─── Working data ───
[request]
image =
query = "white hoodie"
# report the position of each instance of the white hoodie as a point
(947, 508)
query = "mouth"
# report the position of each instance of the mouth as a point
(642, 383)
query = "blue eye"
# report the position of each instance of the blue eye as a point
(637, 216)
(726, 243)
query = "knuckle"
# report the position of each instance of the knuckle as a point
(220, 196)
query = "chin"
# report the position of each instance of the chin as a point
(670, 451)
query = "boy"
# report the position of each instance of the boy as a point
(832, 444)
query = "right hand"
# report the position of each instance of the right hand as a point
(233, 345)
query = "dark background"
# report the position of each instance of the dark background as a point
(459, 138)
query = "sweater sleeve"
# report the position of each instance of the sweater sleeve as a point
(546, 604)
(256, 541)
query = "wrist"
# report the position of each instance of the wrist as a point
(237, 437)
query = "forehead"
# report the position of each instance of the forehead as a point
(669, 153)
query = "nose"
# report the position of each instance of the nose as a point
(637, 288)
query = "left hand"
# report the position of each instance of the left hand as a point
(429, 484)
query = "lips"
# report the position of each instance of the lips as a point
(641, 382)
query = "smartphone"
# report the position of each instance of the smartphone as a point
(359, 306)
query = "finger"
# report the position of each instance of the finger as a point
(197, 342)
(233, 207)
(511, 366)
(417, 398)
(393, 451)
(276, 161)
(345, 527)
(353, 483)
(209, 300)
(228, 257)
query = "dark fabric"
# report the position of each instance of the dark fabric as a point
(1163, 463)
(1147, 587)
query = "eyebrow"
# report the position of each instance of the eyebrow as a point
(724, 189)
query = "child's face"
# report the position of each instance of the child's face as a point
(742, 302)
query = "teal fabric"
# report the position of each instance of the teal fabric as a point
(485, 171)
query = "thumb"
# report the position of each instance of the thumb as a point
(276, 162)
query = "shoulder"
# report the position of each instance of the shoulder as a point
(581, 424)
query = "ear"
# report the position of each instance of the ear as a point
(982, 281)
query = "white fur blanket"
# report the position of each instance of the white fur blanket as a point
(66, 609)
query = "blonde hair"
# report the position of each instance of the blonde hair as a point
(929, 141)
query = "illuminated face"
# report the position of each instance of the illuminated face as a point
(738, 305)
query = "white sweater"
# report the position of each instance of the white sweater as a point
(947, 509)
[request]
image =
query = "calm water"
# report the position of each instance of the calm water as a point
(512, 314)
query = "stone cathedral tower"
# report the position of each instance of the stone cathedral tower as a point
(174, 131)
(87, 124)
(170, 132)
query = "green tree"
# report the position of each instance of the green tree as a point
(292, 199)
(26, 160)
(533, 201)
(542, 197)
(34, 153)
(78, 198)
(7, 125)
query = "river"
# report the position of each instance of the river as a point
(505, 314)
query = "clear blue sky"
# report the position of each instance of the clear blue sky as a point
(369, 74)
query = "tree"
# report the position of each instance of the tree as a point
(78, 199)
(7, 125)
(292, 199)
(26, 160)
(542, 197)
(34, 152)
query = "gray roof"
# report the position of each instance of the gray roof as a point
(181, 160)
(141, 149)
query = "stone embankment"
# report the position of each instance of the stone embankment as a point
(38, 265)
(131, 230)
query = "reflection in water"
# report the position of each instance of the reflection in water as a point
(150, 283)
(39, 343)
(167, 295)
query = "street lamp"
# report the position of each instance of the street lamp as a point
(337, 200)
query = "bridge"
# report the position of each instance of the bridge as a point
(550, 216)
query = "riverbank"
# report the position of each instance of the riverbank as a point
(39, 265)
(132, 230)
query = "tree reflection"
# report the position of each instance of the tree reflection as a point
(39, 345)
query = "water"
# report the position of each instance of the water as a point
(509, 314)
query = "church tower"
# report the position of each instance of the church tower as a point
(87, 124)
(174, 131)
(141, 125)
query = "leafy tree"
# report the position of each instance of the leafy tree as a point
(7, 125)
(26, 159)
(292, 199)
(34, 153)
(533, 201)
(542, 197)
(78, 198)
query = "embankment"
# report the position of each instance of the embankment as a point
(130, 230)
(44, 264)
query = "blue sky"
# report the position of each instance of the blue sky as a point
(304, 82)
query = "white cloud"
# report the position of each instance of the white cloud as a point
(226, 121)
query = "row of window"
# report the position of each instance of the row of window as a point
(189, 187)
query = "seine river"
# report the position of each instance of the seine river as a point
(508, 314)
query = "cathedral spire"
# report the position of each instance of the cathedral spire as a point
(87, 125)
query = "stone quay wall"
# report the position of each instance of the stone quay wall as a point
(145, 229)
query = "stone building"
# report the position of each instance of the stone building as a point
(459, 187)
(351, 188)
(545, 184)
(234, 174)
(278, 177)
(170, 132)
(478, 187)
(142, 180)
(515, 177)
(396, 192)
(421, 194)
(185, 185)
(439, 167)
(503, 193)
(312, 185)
───
What is being asked:
With nothing added or dropped, write out every entry.

Response to the exercise:
[request]
image =
query = "white hoodie"
# report the position of each instance of the white hoodie as a point
(947, 508)
query = "mouth"
# report the position of each instance of the mouth as a point
(642, 383)
query = "blue eye"
# report the position of each instance of the blue eye as a point
(637, 216)
(726, 243)
query = "knuckle"
# report the position of each instance of the knuckle as a point
(220, 196)
query = "chin"
# report the position of each instance of the chin as a point
(670, 451)
query = "boy"
# report the position of each instance of the boy as a point
(832, 444)
query = "right hand"
# report the position of each instance of the right hand as a point
(233, 345)
query = "dark background"
# report the position of each instance of the dark background as a point
(459, 138)
query = "sweater sleeve"
# report the position of each instance of the sweater sleeve as a point
(546, 604)
(256, 541)
query = "wrist"
# report the position of each instance of the wrist as a point
(237, 437)
query = "forehead"
# report the position of each instance of the forehead as a point
(669, 153)
query = "nose"
# report the position of each instance of the nose as a point
(637, 288)
query = "left hand"
# report the position of each instance of the left hand as a point
(429, 484)
query = "lips"
# report the position of each instance of the lips as a point
(641, 382)
query = "smartphone"
# report the position of each instance of the smartphone as a point
(359, 306)
query = "finger"
# report the position of each instance of the finger as a point
(197, 342)
(233, 207)
(511, 366)
(417, 398)
(393, 451)
(276, 161)
(345, 527)
(353, 483)
(209, 300)
(228, 257)
query = "dark fabric"
# report the position of each instance of the dark fabric as a point
(1163, 463)
(1147, 587)
query = "eyebrow"
# report the position of each instance of the eyebrow as a point
(724, 189)
query = "child's face"
# report the position of each instance of the child's face as a point
(742, 302)
query = "teal fabric"
# report the position of each instance of the teal fabric as a point
(485, 171)
query = "thumb"
# report the position of each instance of the thumb as a point
(276, 162)
query = "shoulder"
# report the position of each instance of the shoulder as a point
(581, 424)
query = "ear"
# report the position of each instance of the ear as a point
(982, 281)
query = "white fur blanket"
# report the position of each instance of the white fur blanket as a point
(66, 609)
query = "blonde hair"
# report the position of each instance of the blonde hair as a point
(929, 141)
query = "illuminated face"
# report the position of each instance of the illuminated face as a point
(738, 305)
query = "white sweater"
# report the position of each instance of the white sweater as a point
(947, 509)
[request]
image =
query = "calm water"
# report the position of each instance of the calm water as a point
(512, 314)
query = "stone cathedral tower"
# report the position of each instance of the stone cathedral tower as a point
(174, 131)
(87, 124)
(170, 132)
query = "green tree"
# report the position of each instance of the green tree as a point
(292, 199)
(26, 160)
(533, 201)
(542, 197)
(34, 153)
(78, 198)
(7, 125)
query = "river"
# report the position of each instance of the river as a point
(505, 314)
query = "clear blue sky"
# report the position of each instance of the clear blue sky as a point
(369, 74)
query = "tree"
# report the position of each instance of the tree as a point
(78, 199)
(7, 125)
(292, 199)
(26, 160)
(542, 197)
(34, 152)
query = "gray roof"
# report the position of each instance of the gray roof as a point
(181, 160)
(141, 149)
query = "stone embankment"
# report the position of each instance of the stone embankment as a point
(38, 265)
(131, 230)
query = "reflection in water"
# report the position of each instance of the reflection in water as a point
(150, 283)
(39, 343)
(167, 295)
query = "street lamp"
# report the position of each instance of the street lamp as a point
(337, 200)
query = "bridge"
# report the position of each instance of the bridge as a point
(550, 216)
query = "riverbank"
# report the position of each instance of the riverbank as a point
(39, 265)
(132, 230)
query = "tree reflection"
# report the position of each instance of the tree reflection as a point
(39, 345)
query = "water"
# report the position of each instance of the water as a point
(509, 314)
query = "church tower"
# report the position of each instance of the church tower as a point
(87, 124)
(174, 131)
(141, 125)
query = "leafy tree"
# report the position of each instance of the leafy tree as a point
(7, 125)
(26, 159)
(292, 199)
(34, 153)
(533, 201)
(542, 197)
(78, 198)
query = "embankment"
# report the position of each instance of the embankment as a point
(130, 230)
(44, 264)
query = "blue sky"
# report the position of each instance of the blue sky as a point
(304, 82)
query = "white cloud"
# report the position of each instance of the white cloud as a point
(226, 121)
query = "row of window"
# report the position of each instance of the row of window as a point
(189, 187)
query = "seine river"
# report the position of each instance of the seine river as a point
(508, 314)
query = "cathedral spire"
# report the position of each instance of the cathedral spire as a point
(87, 125)
query = "stone quay wall"
# report the position of each instance of the stone quay wall as a point
(145, 229)
query = "stone building"
# report the position of each instance of the stone building as a point
(459, 187)
(351, 188)
(545, 184)
(234, 174)
(278, 177)
(170, 132)
(478, 187)
(142, 180)
(515, 177)
(396, 192)
(421, 194)
(185, 185)
(439, 167)
(503, 193)
(312, 185)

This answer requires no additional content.